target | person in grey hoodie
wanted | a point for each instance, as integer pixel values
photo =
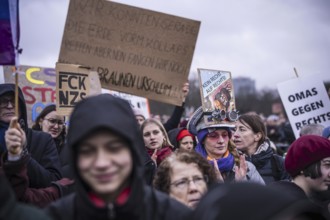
(107, 152)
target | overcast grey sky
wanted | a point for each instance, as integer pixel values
(256, 38)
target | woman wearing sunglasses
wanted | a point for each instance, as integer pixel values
(215, 145)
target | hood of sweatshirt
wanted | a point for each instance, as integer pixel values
(114, 114)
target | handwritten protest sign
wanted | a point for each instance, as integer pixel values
(217, 92)
(72, 85)
(134, 50)
(38, 86)
(305, 101)
(137, 103)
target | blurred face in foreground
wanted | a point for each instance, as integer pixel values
(188, 184)
(105, 163)
(216, 143)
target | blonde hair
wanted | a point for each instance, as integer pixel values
(148, 121)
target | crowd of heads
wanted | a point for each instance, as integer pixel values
(113, 147)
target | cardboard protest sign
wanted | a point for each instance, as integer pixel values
(134, 50)
(38, 86)
(305, 101)
(217, 92)
(137, 103)
(72, 85)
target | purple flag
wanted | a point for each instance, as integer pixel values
(9, 31)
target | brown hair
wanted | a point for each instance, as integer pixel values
(162, 180)
(256, 124)
(36, 126)
(161, 127)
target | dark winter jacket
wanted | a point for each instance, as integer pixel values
(10, 209)
(143, 202)
(16, 173)
(269, 165)
(292, 189)
(252, 201)
(44, 165)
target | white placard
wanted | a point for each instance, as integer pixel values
(305, 101)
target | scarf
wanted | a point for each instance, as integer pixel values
(225, 164)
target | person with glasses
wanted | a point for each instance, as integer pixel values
(51, 122)
(185, 176)
(215, 145)
(107, 156)
(19, 143)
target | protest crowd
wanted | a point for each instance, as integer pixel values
(97, 156)
(113, 163)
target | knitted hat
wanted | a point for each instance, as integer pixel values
(305, 151)
(326, 132)
(197, 126)
(138, 112)
(183, 133)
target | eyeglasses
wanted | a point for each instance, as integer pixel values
(215, 135)
(53, 121)
(5, 100)
(184, 183)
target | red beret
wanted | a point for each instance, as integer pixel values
(183, 133)
(305, 151)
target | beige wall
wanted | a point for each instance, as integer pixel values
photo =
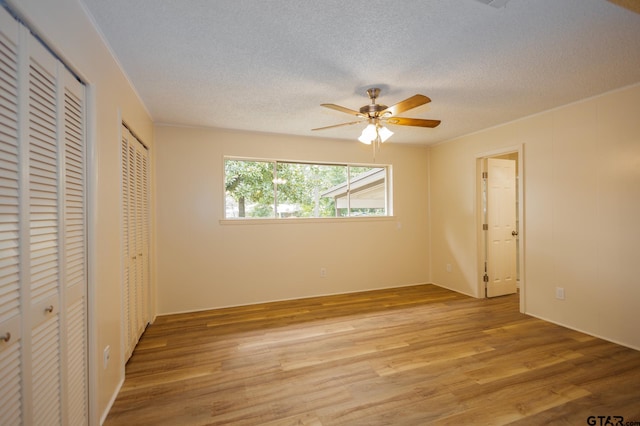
(581, 212)
(203, 263)
(66, 28)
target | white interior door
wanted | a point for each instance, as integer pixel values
(501, 232)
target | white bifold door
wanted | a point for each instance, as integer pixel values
(43, 244)
(135, 216)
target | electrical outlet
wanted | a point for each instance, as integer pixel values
(106, 356)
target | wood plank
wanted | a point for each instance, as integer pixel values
(411, 355)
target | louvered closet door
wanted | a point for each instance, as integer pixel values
(135, 198)
(42, 236)
(11, 345)
(75, 255)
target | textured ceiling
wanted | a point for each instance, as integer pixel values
(267, 65)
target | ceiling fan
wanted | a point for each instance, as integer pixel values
(378, 114)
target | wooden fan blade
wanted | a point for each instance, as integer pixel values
(401, 121)
(339, 125)
(343, 109)
(406, 105)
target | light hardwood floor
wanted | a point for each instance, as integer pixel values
(416, 355)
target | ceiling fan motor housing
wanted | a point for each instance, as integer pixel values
(373, 110)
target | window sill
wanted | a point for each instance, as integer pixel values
(303, 220)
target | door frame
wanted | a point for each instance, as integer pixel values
(481, 235)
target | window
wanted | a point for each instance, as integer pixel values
(285, 189)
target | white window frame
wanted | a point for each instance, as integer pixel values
(388, 201)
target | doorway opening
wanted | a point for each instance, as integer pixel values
(500, 223)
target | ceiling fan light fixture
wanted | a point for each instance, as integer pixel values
(369, 134)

■ WHAT THE EXERCISE ASKS ■
Print the material in full and exactly; the pictures must not be printed.

■ RESULT ■
target | person in grey hoodie
wanted | a point for each instance, as integer pixel values
photo =
(107, 152)
target | overcast grey sky
wanted | a point for each instance, as integer pixel values
(256, 38)
target | woman wearing sunglasses
wanted | a point for each instance, as integer pixel values
(215, 145)
target | hood of sweatshirt
wanted | a point for each instance, as integer pixel values
(114, 114)
target | handwritten protest sign
wanted | a point for each instance, as integer pixel values
(217, 92)
(72, 85)
(134, 50)
(38, 86)
(305, 101)
(137, 103)
target | blurred face in foreground
wanted | a point for each instance, as integer pixel values
(188, 184)
(105, 163)
(216, 143)
target | blonde hair
wanted | a point for each instance, as integer pixel values
(148, 121)
target | crowd of heads
wanted | a point for each instance, as integer pixel values
(113, 147)
target | cardboard protest sign
wanted | a point for each instance, as integer pixel values
(134, 50)
(38, 86)
(305, 101)
(217, 92)
(137, 103)
(72, 85)
target | purple flag
wanted | a point for each instance, as integer pixel values
(9, 31)
target | brown hair
wanted | a point for each instance, as integer pixel values
(162, 180)
(256, 124)
(36, 126)
(161, 127)
target | dark winter jacket
wanted | a point for each instance, as integer pixel values
(10, 209)
(143, 202)
(16, 173)
(269, 165)
(292, 189)
(252, 201)
(44, 165)
target | white placard
wanted | a point for each instance, as integer pixel values
(305, 101)
target | scarf
wanted | a point for each instance, as integer pixel values
(225, 164)
target | person with glasses
wanted | a point for each instance, as integer pixel values
(51, 122)
(185, 176)
(215, 145)
(107, 156)
(19, 143)
target | protest crowd
wanted | a point for each instance, as integer pixel values
(97, 156)
(113, 163)
target | knitted hat
wanted | a point for each instance, as integer pixel values
(305, 151)
(326, 132)
(197, 126)
(138, 112)
(183, 133)
target | eyeglasses
wanted | a point for each instance, as integer pixel values
(215, 135)
(53, 121)
(5, 100)
(184, 183)
target | red beret
wanted | a point for each instance, as integer pixel values
(183, 133)
(305, 151)
target | beige wall
wanted | a point for each instance, as integer pixel values
photo =
(581, 212)
(203, 263)
(66, 28)
target | white interior door
wanted | a point for each instance, as integer pixel values
(501, 232)
target | white bifold door
wanted | a point for each instance, as integer pixel values
(43, 244)
(135, 216)
target | electrical outlet
wanted | a point for each instance, as integer pixel values
(106, 356)
target | wood plank
wanted | a point for each instance, as integer pixel values
(411, 355)
target | louvered closet door
wanted | a point for each instance, as integer pixel values
(135, 198)
(42, 236)
(11, 345)
(75, 255)
target | textured ceiling
wanted | a point for each instance, as integer pixel values
(267, 65)
target | ceiling fan
wanted | a point for each instance, as integer pixel values
(378, 114)
target | wooden fan blade
wanted | a point for each instance, as integer pixel values
(401, 121)
(339, 125)
(343, 109)
(406, 105)
target | light hardwood floor
wanted | a point for each instance, as integer pixel values
(416, 355)
target | ceiling fan motor housing
wanted | a point for each instance, as integer pixel values
(373, 110)
target | window sill
wanted | a point for each instance, as integer pixel values
(303, 220)
target | door frame
wanted | a point for each instance, as integer pixel values
(481, 235)
target | window
wanted | a point for each instance, as integer pixel values
(285, 189)
target | white window frame
wanted | a point for each instance, as integer pixel values
(388, 201)
target | doorway opening
wanted | a point for each instance, as integer pixel values
(500, 223)
target | ceiling fan light fixture
wanted | a point for each instance, as integer pixel values
(369, 134)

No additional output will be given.